=== Section Start ===

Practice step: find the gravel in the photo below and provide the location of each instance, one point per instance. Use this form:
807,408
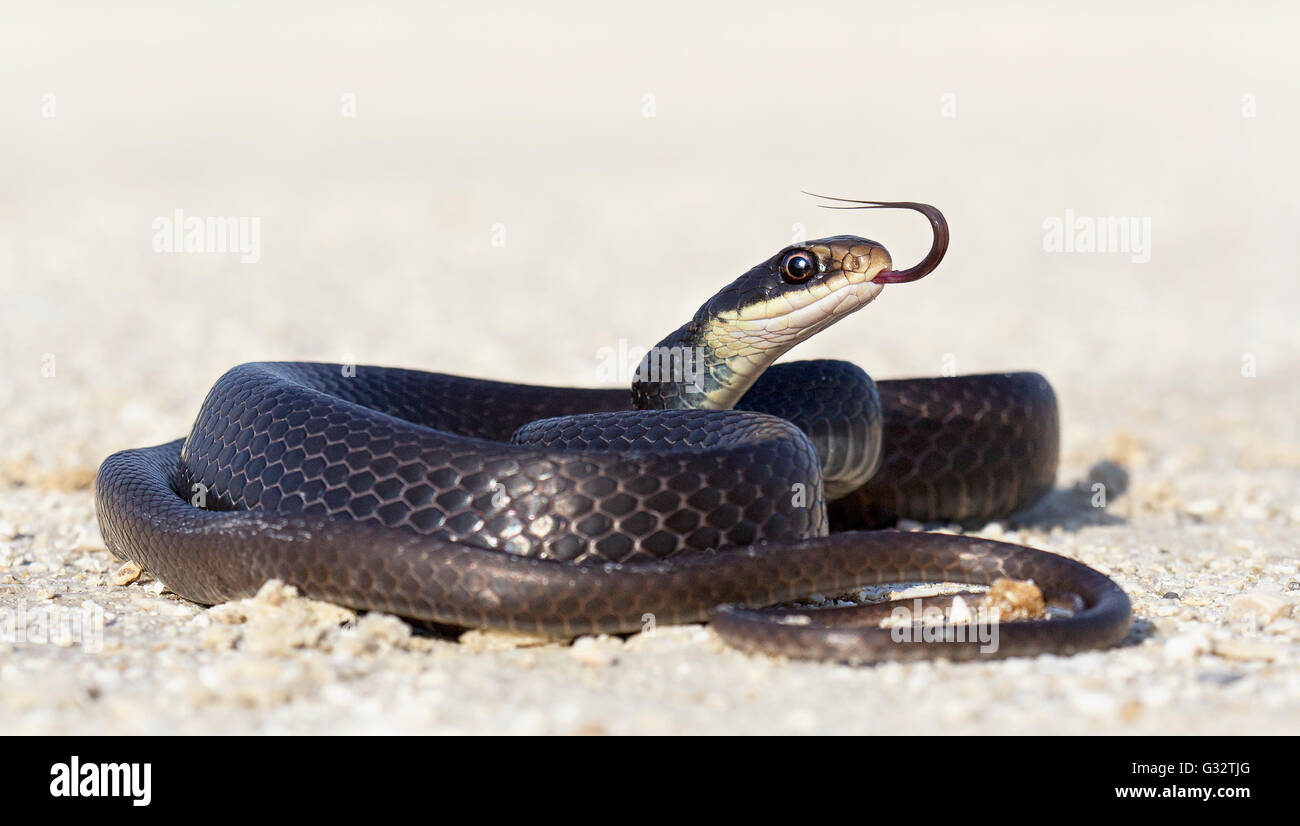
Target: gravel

=== Section End ===
=== Section Start ===

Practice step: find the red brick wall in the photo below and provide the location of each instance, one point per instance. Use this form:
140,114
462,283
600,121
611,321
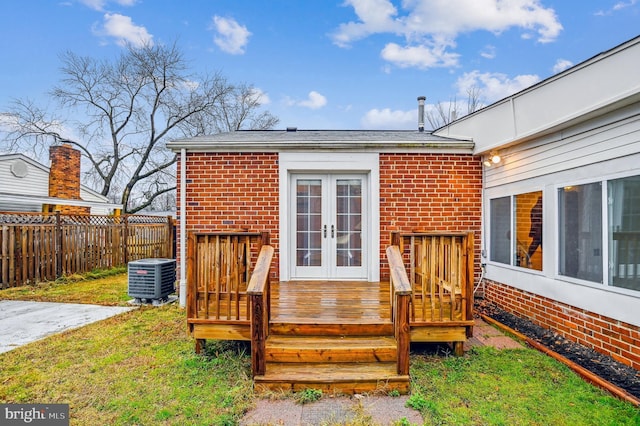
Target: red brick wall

=== Section End ===

Instructions to follow: In the entries above, which lines run from the one with "Practice step: find the gravel" up to and including the one with "Target: gravel"? Write them out exactly, without the pictures.

Response for this exercise:
Practice step: find the gravel in the photo below and provide the location of each instance, one point per instance. Use this form:
807,408
Target: gravel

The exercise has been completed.